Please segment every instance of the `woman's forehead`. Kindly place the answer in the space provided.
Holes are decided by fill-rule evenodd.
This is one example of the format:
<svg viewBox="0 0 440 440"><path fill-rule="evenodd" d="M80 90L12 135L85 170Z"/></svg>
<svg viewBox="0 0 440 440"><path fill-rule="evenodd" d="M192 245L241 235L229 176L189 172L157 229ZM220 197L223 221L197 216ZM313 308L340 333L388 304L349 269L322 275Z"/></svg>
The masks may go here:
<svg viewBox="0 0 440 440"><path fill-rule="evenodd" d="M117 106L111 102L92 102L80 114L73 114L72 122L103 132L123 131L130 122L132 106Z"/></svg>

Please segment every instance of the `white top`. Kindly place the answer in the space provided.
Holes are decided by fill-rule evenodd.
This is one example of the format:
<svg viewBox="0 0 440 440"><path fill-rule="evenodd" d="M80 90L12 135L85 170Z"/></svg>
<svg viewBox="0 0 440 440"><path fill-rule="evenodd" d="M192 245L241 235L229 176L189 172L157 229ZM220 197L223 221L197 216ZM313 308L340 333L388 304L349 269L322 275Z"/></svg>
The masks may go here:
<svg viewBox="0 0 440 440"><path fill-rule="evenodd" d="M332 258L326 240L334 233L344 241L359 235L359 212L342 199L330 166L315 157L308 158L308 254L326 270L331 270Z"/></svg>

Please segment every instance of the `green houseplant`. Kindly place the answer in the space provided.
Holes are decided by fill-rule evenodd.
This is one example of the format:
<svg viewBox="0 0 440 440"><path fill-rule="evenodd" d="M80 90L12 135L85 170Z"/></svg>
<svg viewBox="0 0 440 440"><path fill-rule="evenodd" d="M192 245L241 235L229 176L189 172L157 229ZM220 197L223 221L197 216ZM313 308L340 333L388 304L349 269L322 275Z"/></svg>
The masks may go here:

---------------

_Requisiti_.
Aggiorna il materiale dall'inizio fino alla riga che contiene "106L111 102L92 102L80", compresa, sostituendo "forehead" con "chin" e lasciando invariato tutto il resto.

_Risposta alla consegna_.
Please segment every instance of the `woman's chin`. Kindly place the answer in the space provided.
Holes are decided by fill-rule evenodd.
This is one example of the format:
<svg viewBox="0 0 440 440"><path fill-rule="evenodd" d="M80 90L12 135L85 170Z"/></svg>
<svg viewBox="0 0 440 440"><path fill-rule="evenodd" d="M192 245L241 235L229 176L189 172L157 229ZM220 197L223 221L197 216ZM313 308L340 333L388 304L349 269L322 275Z"/></svg>
The masks may go here:
<svg viewBox="0 0 440 440"><path fill-rule="evenodd" d="M117 106L111 102L92 102L80 114L73 114L72 122L103 132L123 131L130 122L132 106Z"/></svg>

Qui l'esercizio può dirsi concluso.